Required work. Please reproduce the material from its beginning through the line that contains "point(82, 276)", replacing "Query" with "Prompt" and keeping everything else the same. Leave the pictures out.

Coordinate annotation records
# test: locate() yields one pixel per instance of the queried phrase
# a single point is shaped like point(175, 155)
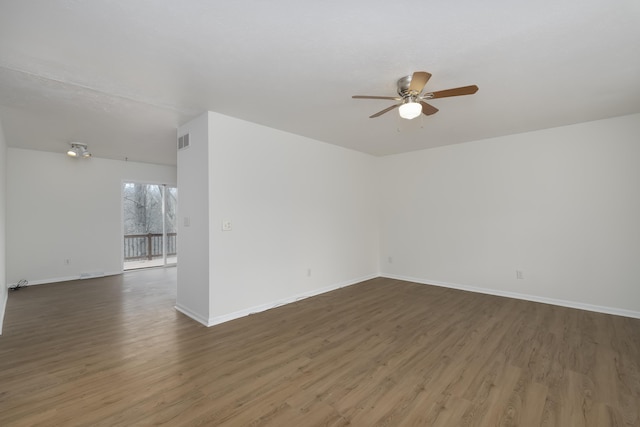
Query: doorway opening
point(149, 224)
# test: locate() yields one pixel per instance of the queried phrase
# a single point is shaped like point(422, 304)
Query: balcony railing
point(147, 246)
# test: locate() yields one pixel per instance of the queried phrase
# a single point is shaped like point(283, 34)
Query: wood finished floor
point(114, 352)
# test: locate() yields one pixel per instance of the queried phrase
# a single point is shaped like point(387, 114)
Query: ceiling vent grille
point(183, 142)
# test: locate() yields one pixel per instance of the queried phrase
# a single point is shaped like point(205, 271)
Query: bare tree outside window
point(146, 224)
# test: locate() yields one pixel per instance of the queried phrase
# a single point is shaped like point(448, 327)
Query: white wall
point(296, 205)
point(3, 196)
point(193, 205)
point(561, 205)
point(302, 212)
point(62, 208)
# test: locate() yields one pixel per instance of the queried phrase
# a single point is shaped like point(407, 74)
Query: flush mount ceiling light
point(78, 150)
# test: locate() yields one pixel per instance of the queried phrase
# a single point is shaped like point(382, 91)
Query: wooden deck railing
point(147, 246)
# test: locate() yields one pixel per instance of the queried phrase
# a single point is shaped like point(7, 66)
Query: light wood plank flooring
point(114, 352)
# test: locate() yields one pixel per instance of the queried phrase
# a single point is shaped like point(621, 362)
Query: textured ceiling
point(121, 76)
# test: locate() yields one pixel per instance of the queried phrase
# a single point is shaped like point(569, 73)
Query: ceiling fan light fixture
point(410, 110)
point(77, 150)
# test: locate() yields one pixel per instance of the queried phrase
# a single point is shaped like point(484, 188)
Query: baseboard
point(189, 313)
point(263, 307)
point(526, 297)
point(82, 276)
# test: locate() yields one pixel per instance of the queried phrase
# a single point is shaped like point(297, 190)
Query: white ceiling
point(121, 76)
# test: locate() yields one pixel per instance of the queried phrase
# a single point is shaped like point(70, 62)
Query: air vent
point(183, 142)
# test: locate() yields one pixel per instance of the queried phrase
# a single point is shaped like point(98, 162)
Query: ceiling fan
point(412, 100)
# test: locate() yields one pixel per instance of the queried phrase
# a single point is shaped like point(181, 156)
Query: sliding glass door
point(149, 216)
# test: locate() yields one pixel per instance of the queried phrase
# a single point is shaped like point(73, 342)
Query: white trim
point(563, 303)
point(65, 279)
point(3, 306)
point(195, 316)
point(263, 307)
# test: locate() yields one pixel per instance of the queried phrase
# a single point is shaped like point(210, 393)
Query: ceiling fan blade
point(465, 90)
point(418, 81)
point(379, 113)
point(393, 98)
point(428, 109)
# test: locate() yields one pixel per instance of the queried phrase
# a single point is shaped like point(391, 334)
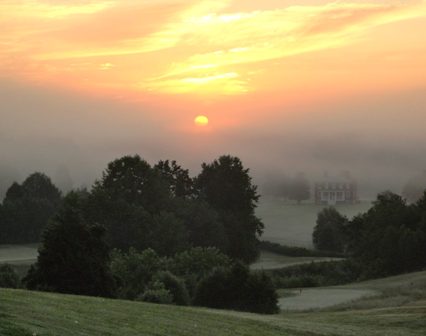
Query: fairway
point(268, 260)
point(27, 313)
point(291, 224)
point(18, 254)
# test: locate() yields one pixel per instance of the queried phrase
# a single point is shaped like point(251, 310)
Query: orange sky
point(120, 75)
point(208, 50)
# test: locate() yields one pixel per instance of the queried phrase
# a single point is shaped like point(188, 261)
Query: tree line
point(142, 216)
point(388, 239)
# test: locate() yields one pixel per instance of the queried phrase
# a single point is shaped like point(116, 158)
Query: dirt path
point(315, 298)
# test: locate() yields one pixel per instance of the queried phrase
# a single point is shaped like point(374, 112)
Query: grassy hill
point(291, 224)
point(399, 309)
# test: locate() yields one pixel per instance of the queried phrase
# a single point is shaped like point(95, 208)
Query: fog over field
point(379, 139)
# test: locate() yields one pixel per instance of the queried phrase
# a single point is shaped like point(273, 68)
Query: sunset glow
point(211, 48)
point(201, 121)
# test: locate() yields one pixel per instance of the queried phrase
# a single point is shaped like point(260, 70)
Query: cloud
point(172, 46)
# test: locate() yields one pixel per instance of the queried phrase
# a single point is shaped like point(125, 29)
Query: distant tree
point(195, 264)
point(179, 182)
point(299, 188)
point(175, 286)
point(128, 200)
point(237, 288)
point(329, 232)
point(73, 257)
point(156, 293)
point(40, 186)
point(227, 186)
point(203, 224)
point(390, 237)
point(27, 209)
point(134, 271)
point(167, 234)
point(414, 188)
point(8, 277)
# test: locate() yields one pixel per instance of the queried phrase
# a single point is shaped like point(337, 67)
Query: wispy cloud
point(177, 46)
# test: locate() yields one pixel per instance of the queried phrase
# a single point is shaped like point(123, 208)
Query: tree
point(28, 207)
point(414, 188)
point(8, 277)
point(73, 257)
point(237, 288)
point(179, 182)
point(130, 201)
point(134, 271)
point(329, 234)
point(175, 286)
point(390, 237)
point(227, 186)
point(202, 223)
point(299, 188)
point(195, 264)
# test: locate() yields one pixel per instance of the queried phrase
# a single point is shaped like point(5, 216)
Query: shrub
point(237, 288)
point(8, 277)
point(175, 286)
point(156, 293)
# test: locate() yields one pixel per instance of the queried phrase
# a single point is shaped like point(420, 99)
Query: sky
point(287, 86)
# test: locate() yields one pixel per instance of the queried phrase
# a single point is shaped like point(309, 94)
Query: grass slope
point(291, 224)
point(25, 313)
point(35, 313)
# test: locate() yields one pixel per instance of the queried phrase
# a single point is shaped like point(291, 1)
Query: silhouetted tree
point(329, 233)
point(227, 186)
point(237, 288)
point(178, 180)
point(299, 188)
point(73, 257)
point(27, 209)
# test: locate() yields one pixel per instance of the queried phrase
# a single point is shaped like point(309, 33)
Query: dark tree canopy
point(299, 188)
point(227, 186)
point(27, 209)
point(237, 288)
point(390, 238)
point(73, 257)
point(177, 178)
point(329, 233)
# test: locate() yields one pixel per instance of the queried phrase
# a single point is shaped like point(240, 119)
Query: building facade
point(331, 191)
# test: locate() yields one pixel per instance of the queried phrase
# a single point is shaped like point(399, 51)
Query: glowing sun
point(201, 121)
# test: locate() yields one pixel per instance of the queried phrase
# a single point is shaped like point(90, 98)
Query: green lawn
point(268, 260)
point(25, 313)
point(291, 224)
point(18, 254)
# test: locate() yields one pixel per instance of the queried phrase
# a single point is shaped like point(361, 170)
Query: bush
point(237, 288)
point(73, 257)
point(134, 270)
point(195, 264)
point(329, 234)
point(157, 293)
point(175, 286)
point(8, 277)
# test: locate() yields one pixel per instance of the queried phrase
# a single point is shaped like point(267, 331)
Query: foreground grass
point(269, 260)
point(291, 224)
point(25, 313)
point(34, 313)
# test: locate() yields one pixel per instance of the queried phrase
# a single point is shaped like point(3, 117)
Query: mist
point(72, 137)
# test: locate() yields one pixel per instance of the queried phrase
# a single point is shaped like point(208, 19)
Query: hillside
point(291, 224)
point(399, 309)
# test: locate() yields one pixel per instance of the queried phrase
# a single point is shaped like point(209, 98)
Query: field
point(269, 260)
point(18, 254)
point(291, 224)
point(28, 313)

Solution to this exercise.
# test: locate() yields one pixel per instance of the queried phrase
# a single point is shaped like point(175, 155)
Prompt: doorway opening
point(149, 224)
# test: locate() yields one pixel per instance of the queried phrase
# a single point is shaped like point(422, 304)
Prompt: balcony railing
point(147, 246)
# test: locate() yields one pixel per instance of the queried phrase
# a single point is shaped like point(283, 34)
Prompt: wood finished floor
point(114, 352)
# test: locate() yields one pixel per instance of the queried phrase
# a single point is shaped like point(387, 114)
Prompt: ceiling vent grille
point(183, 142)
# test: locate() yields one pixel per instance of the queried phrase
# a single point is shaped like point(205, 271)
Prompt: bare tree outside window
point(146, 224)
# test: locate() yields one pixel per instance of the queried phrase
# a single point is shaped like point(448, 327)
Prompt: white wall
point(296, 205)
point(3, 196)
point(193, 205)
point(561, 205)
point(302, 212)
point(62, 208)
# test: locate() yields one pixel per instance of the queried phrase
# a single point is shaped like point(407, 74)
Prompt: flush mount ceiling light
point(78, 150)
# test: locate() yields one pixel per instance of the queried phrase
# a single point is shaped like point(382, 91)
Prompt: wooden deck railing
point(147, 246)
# test: locate() yields one pixel per instance of the queried phrase
# a single point is shaped like point(7, 66)
Prompt: light wood plank flooring
point(114, 352)
# test: locate() yields one pixel per instance of the queried phrase
# a single point is shaped like point(621, 362)
Prompt: textured ceiling
point(121, 76)
# test: locate() yields one pixel per instance of the queried phrase
# a single point is shaped like point(569, 73)
Prompt: ceiling fan light fixture
point(410, 110)
point(77, 150)
# test: locate() yields one pixel per instance of the queried phrase
# a single point is shaped like point(484, 188)
Prompt: baseboard
point(189, 313)
point(263, 307)
point(526, 297)
point(82, 276)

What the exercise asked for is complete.